PASSAGE GIVEN:
I agree entirely. But are you arguing that, in general when a program Z links
to a library L to run, it is not important for the license of Z and the
license of L to both permit it? A conclusion like this eviscerates all
Copyleft licenses, so I am loathe to accept it.

I have harped on the close relationship between the organization of
zfsonlinux's zfs.git and the linux kernel in multiple threads, because the
core claim coming from Canonical is that the code in zfs.git is somehow
essentially independent of the linux kernel. They do not articulate what this
means or how we can determine whether it's the case in general. So far no
definition I've considered seems to paint zfsonlinux in the same light that
canonical have claimed.

------
nkurz
_The kernel is built with APIs for the attachment of modules---which in a user
space program might be called "plug-ins"\---which can be statically linked
with the kernel or dynamically loaded into kernel space by a running kernel.
As with any such interface in a GPLv2 program running outside kernel space, we
can assume that within kernel space the overwhelming preponderance of such
modules or plug-ins can be assumed to fall within the scope of the copyleft on
the kernel._

I don't think I'm understanding this passage correctly. Or if I am
understanding it correctly, I'm not sure I see the logic. How is this passage
intended to be interpreted?

RECORDED DATA:
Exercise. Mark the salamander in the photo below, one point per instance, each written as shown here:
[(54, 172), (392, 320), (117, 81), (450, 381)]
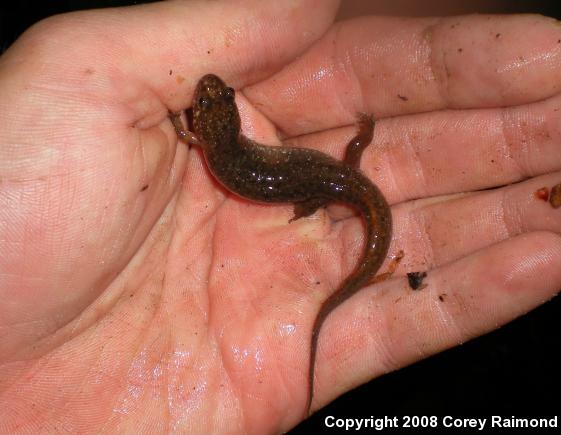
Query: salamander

CHALLENGE:
Repeat the stretch of the ZFS licensing thread from "I agree entirely." through "canonical have claimed.". The listing stands apart from the forum thread and is separate material.

SOLUTION BELOW:
I agree entirely. But are you arguing that, in general when a program Z links
to a library L to run, it is not important for the license of Z and the
license of L to both permit it? A conclusion like this eviscerates all
Copyleft licenses, so I am loathe to accept it.

I have harped on the close relationship between the organization of
zfsonlinux's zfs.git and the linux kernel in multiple threads, because the
core claim coming from Canonical is that the code in zfs.git is somehow
essentially independent of the linux kernel. They do not articulate what this
means or how we can determine whether it's the case in general. So far no
definition I've considered seems to paint zfsonlinux in the same light that
canonical have claimed.